● PROMPT
Put every line of the data below into a Markdown table with the columns "No." and "Line", numbering the rows and leaving out any blank lines.

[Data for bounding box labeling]

_ _ _ _ _ _ _

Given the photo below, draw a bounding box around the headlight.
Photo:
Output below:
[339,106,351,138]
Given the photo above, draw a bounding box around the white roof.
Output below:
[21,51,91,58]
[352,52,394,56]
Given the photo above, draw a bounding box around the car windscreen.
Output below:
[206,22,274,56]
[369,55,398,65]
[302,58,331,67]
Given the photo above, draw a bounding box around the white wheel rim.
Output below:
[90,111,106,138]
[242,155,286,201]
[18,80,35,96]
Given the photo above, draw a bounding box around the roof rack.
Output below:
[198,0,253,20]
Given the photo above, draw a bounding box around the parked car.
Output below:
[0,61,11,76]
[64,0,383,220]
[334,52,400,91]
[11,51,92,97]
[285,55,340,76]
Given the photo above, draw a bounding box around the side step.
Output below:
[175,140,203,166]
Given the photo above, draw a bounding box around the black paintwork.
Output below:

_ _ _ _ _ _ _

● EXERCISE ANSWER
| No. | Line |
|---|---|
| 1 | Given the photo below, draw a bounding box around the headlight. |
| 2 | Photo: |
| 3 | Output below: |
| 4 | [339,106,351,138] |
| 5 | Given the photo above, draw a bounding box around the white roof. |
| 6 | Output below: |
| 7 | [21,51,91,58] |
| 8 | [352,52,394,56] |
| 9 | Given the photo above, draw a bounding box around the car windscreen. |
| 10 | Output below: |
| 11 | [206,22,274,56] |
| 12 | [369,55,398,65] |
| 13 | [302,58,331,67] |
| 14 | Given the photo above, draw a bounding box around the white wheel rim. |
| 15 | Output below: |
| 16 | [90,111,106,138] |
| 17 | [242,155,286,201] |
| 18 | [18,80,35,96] |
| 19 | Given the photo above, draw a bounding box around the roof rack. |
| 20 | Output below: |
| 21 | [198,0,253,20] |
| 22 | Given the photo above, draw a bounding box around the parked car. |
| 23 | Output below: |
| 24 | [0,61,11,76] |
| 25 | [64,0,383,220] |
| 26 | [334,52,400,91] |
| 27 | [11,51,92,97] |
| 28 | [285,55,340,76] |
| 29 | Given the photo above, draw a bounding box around the side step. |
| 30 | Output below: |
| 31 | [175,140,203,166] |
| 32 | Given the photo above, draw a bounding box around the black paintwork. |
| 33 | Output below: |